DATA EXTRACT
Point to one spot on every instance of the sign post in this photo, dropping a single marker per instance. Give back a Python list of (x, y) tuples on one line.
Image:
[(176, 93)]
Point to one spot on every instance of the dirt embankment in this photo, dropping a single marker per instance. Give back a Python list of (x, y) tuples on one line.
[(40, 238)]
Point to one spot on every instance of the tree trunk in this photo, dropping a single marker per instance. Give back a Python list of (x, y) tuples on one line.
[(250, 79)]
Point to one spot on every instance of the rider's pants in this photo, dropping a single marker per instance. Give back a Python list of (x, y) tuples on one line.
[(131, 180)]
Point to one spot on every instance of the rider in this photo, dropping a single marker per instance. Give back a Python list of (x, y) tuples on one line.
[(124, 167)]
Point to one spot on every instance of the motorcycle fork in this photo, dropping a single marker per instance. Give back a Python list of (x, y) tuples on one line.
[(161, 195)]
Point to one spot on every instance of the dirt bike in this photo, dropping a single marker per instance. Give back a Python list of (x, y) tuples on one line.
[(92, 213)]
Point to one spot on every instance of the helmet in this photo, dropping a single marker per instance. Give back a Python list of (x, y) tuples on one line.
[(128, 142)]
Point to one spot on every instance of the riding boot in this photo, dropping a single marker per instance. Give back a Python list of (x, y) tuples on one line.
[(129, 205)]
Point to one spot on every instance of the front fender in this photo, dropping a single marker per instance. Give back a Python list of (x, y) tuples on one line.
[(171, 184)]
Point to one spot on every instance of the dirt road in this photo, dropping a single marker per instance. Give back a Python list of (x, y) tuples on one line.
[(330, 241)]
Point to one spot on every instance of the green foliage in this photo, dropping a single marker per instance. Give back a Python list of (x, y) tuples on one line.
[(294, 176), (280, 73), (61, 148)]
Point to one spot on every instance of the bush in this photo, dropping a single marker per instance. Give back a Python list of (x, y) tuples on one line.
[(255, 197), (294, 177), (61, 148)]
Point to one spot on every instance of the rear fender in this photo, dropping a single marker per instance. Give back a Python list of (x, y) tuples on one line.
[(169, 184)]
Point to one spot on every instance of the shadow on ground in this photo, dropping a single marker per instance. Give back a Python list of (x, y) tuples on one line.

YOUR GOAL
Turn the listing above into a numbered list, leaving out any blank lines.

RESPONSE FOR THIS EXERCISE
1. Point to one spot on every instance of the sign post in this photo, dropping a single marker per instance. Give back a Python list of (x, y) tuples on one line.
2. Image:
3. [(176, 93)]
4. Point to one spot on every instance of the dirt embankment in this photo, dropping a single marker per instance. Give back a Python list of (x, y) tuples on one line.
5. [(40, 238)]
6. Point to one spot on every instance of the tree trunk in this photo, dropping a single marker per instance. Give back a Python list of (x, y) tuples on one line.
7. [(250, 79)]
8. Point to one spot on every instance of the rider's pants in this photo, dropping a single marker per instance. Give back a Python list of (x, y) tuples on one line.
9. [(131, 180)]
10. Point to one spot on every instance of the rider in this photo, dropping a single marker per instance. Give back a Python list of (x, y) tuples on one line.
11. [(124, 167)]
12. Point to one spot on every instance of the motorcycle fork in this photo, dropping a single marker per instance. Give back a Python list of (x, y) tuples on one line.
13. [(161, 195)]
14. Point to one spot on every instance of the dirt bike in this photo, dropping a single marker per instance. Give back a Python list of (x, y) tuples on one line.
15. [(92, 213)]
16. Point to one spot on every instance of the helmet in this photo, dropping a single marker per instance. Give back a Python list of (x, y) tuples on one line.
17. [(128, 142)]
18. Point to one spot on every instance of the riding boot in this photo, dropping a single marker per instance. Give back a Python list of (x, y) tuples on one line.
19. [(129, 205)]
20. Point to one spot on every instance of the front fender in this photo, dropping a single marker per instance. Give back a Python list of (x, y) tuples on one line.
21. [(171, 184)]
22. Point to one spot on every instance of the dirt road in this photo, dropping a single marker per instance. Give back a Python list of (x, y) tuples on one line.
23. [(330, 241)]
24. Point to one spot on every instance of the green foliage in this photo, dropping a single marker per instance. Give back a Python list of (x, y) tuples on one line.
25. [(294, 176), (280, 73), (61, 148)]
26. Point to one spot on every instance of the bush in this photo, dropping a single marker per instance. Give back a Python list of (x, y) tuples on one line.
27. [(255, 197), (294, 177), (61, 148)]
28. Point to one spot on every instance of the rear fender in this photo, dropping a single marker per instance. Give back a Python list of (x, y) tuples on one line.
29. [(169, 184)]
30. Point to one spot on every instance of the shadow on ground in this photo, dropping a single marker per instance. Give back a Python list of (x, y) tuples on one line.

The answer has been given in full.